## Material provided
━━━━━━━━

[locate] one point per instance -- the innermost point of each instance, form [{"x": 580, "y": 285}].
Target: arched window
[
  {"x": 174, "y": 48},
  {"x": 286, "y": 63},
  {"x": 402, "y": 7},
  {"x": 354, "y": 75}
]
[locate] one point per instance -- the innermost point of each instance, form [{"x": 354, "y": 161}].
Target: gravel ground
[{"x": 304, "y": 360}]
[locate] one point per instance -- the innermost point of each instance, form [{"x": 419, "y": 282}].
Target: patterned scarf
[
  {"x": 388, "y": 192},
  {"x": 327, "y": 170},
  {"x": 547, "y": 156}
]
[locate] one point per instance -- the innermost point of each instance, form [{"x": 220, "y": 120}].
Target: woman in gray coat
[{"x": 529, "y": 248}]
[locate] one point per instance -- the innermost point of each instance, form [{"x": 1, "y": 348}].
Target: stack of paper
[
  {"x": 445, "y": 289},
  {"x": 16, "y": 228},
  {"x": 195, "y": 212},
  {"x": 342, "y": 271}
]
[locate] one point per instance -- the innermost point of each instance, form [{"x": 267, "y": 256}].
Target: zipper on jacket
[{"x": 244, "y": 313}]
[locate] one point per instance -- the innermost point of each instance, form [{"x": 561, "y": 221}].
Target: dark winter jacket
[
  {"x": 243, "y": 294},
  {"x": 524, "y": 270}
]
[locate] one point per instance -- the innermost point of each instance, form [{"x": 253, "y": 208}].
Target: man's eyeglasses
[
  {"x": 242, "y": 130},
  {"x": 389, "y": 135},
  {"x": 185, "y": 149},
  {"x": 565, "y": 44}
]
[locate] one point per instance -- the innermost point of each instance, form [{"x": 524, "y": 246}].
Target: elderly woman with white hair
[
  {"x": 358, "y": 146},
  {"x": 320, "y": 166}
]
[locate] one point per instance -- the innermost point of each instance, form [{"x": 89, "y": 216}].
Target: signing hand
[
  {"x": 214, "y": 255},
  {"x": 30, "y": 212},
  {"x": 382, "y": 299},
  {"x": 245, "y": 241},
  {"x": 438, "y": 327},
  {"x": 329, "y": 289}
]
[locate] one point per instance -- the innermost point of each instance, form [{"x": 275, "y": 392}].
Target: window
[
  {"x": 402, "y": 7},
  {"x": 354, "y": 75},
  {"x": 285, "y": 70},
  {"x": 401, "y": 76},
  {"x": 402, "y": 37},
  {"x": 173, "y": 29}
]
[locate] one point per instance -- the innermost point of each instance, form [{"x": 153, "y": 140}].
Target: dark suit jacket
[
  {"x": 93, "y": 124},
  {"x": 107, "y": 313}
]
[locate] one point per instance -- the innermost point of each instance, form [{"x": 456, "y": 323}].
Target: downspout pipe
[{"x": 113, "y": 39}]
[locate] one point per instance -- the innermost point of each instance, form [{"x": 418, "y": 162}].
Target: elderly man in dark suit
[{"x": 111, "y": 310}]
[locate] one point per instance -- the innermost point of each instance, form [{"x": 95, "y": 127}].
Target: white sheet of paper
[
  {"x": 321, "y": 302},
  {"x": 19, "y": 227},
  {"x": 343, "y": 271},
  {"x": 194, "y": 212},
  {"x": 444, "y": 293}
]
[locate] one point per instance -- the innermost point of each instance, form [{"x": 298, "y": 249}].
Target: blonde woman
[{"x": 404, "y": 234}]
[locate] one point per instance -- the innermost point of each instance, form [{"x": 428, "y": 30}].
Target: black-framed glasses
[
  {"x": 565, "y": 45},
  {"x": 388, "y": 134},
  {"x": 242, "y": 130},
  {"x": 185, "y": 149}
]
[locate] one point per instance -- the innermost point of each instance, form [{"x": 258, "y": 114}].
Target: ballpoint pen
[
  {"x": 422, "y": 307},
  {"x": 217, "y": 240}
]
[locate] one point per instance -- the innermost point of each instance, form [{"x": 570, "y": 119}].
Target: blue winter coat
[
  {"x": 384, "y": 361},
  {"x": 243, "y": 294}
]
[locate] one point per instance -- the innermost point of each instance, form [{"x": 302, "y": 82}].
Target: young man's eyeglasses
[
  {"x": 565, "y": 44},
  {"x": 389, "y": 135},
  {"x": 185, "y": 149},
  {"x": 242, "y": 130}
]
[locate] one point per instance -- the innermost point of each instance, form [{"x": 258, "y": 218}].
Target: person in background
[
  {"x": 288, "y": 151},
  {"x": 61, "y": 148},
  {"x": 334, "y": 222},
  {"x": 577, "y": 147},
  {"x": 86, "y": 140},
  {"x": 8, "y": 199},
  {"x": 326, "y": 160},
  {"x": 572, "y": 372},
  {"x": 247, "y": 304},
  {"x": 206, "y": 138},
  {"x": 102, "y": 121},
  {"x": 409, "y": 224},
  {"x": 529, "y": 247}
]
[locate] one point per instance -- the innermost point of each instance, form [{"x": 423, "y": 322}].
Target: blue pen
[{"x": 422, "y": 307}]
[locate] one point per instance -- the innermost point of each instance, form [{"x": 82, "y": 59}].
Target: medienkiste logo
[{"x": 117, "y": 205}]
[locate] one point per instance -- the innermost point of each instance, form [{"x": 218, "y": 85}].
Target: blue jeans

━━━━━━━━

## Exercise description
Every single entry above has to be copied exactly.

## Response
[locate] one point per instance -- the innermost point of each instance, form [{"x": 580, "y": 285}].
Target: arched window
[
  {"x": 174, "y": 48},
  {"x": 286, "y": 63},
  {"x": 402, "y": 7},
  {"x": 354, "y": 75}
]
[locate] one point per instance -- the innermost point of each instance, form [{"x": 354, "y": 161}].
Target: gravel ground
[{"x": 304, "y": 360}]
[locate] one point per instance -- the innermost point of each instance, form [{"x": 419, "y": 282}].
Target: patterned scarf
[
  {"x": 388, "y": 192},
  {"x": 327, "y": 170},
  {"x": 547, "y": 156}
]
[locate] one point per instance -- the innermost point of each instance, form [{"x": 220, "y": 120}].
Target: woman in gray coat
[{"x": 529, "y": 248}]
[locate] one point per instance -- the innermost point of each instance, form [{"x": 1, "y": 348}].
Target: stack of paper
[
  {"x": 445, "y": 289},
  {"x": 16, "y": 228},
  {"x": 195, "y": 212},
  {"x": 342, "y": 271}
]
[locate] one point per instance -- the innermost point of each instance, form [{"x": 267, "y": 256}].
Target: zipper on jacket
[{"x": 244, "y": 313}]
[locate] one point per instance -- the innermost point of each instance, form [{"x": 561, "y": 221}].
Target: dark winter jacket
[
  {"x": 243, "y": 294},
  {"x": 524, "y": 270}
]
[locate] one point per instance -- the innermost point of each instance, form [{"x": 253, "y": 208}].
Target: man's eyeglasses
[
  {"x": 242, "y": 130},
  {"x": 389, "y": 135},
  {"x": 185, "y": 149},
  {"x": 565, "y": 44}
]
[locate] one point per instance -- the innermost point of each instance, form [{"x": 524, "y": 246}].
Target: elderly woman with white hair
[
  {"x": 358, "y": 146},
  {"x": 320, "y": 166}
]
[locate] one point per instance -- the innermost point of each instance, form [{"x": 89, "y": 216}].
Target: signing hand
[
  {"x": 214, "y": 255},
  {"x": 30, "y": 212},
  {"x": 382, "y": 299},
  {"x": 245, "y": 241},
  {"x": 438, "y": 327},
  {"x": 329, "y": 289}
]
[locate] one point per instance -- the innermost point of each instance, form [{"x": 275, "y": 392}].
Target: window
[
  {"x": 402, "y": 7},
  {"x": 354, "y": 75},
  {"x": 285, "y": 70},
  {"x": 401, "y": 76},
  {"x": 402, "y": 37},
  {"x": 173, "y": 29}
]
[locate] one point per instance -- the innermost point of each instance, form [{"x": 153, "y": 140}].
Target: dark suit jacket
[
  {"x": 93, "y": 124},
  {"x": 107, "y": 313}
]
[locate] one point per instance -- the innermost point of each instance, form [{"x": 456, "y": 323}].
Target: downspout pipe
[{"x": 113, "y": 39}]
[locate] one point per instance -- the innermost point of each instance, form [{"x": 418, "y": 162}].
Target: elderly man in dark suit
[{"x": 111, "y": 310}]
[locate] one point per instance -- the innermost point of each instance, form [{"x": 95, "y": 127}].
Target: white sheet of paper
[
  {"x": 321, "y": 302},
  {"x": 19, "y": 227},
  {"x": 343, "y": 271},
  {"x": 194, "y": 212},
  {"x": 444, "y": 293}
]
[locate] one point per instance -- the innermost point of each instance, form [{"x": 298, "y": 249}].
Target: blonde woman
[{"x": 404, "y": 234}]
[locate] one point per instance -- the innermost point of each instance, form [{"x": 428, "y": 30}].
Target: black-framed glasses
[
  {"x": 565, "y": 45},
  {"x": 388, "y": 134},
  {"x": 242, "y": 130},
  {"x": 185, "y": 149}
]
[locate] one point per instance -- the innermost point of each instance, form [{"x": 258, "y": 114}].
Target: ballpoint pen
[
  {"x": 422, "y": 307},
  {"x": 217, "y": 240}
]
[locate] one point per instance -- the innermost point of each instance, form [{"x": 570, "y": 119}].
Target: blue winter coat
[
  {"x": 384, "y": 361},
  {"x": 243, "y": 294}
]
[locate] one point per instance -- the innermost point of each instance, form [{"x": 302, "y": 82}].
Target: young man's eyeglasses
[
  {"x": 565, "y": 44},
  {"x": 389, "y": 135},
  {"x": 185, "y": 149},
  {"x": 242, "y": 130}
]
[locate] one point per instance -- the innermost point of each instance, form [{"x": 258, "y": 218}].
Target: person in background
[
  {"x": 288, "y": 151},
  {"x": 61, "y": 148},
  {"x": 334, "y": 222},
  {"x": 577, "y": 147},
  {"x": 86, "y": 140},
  {"x": 8, "y": 199},
  {"x": 326, "y": 160},
  {"x": 572, "y": 372},
  {"x": 247, "y": 304},
  {"x": 206, "y": 138},
  {"x": 102, "y": 121},
  {"x": 409, "y": 224},
  {"x": 529, "y": 247}
]
[locate] one point per instance -- the innermost point of each instance, form [{"x": 423, "y": 322}].
Target: blue pen
[{"x": 422, "y": 307}]
[locate] one point per instance -- the innermost point of each instance, form [{"x": 82, "y": 59}].
Target: medienkiste logo
[{"x": 117, "y": 205}]
[locate] one point per instance -- the innermost point of each instance, form [{"x": 218, "y": 85}].
Target: blue jeans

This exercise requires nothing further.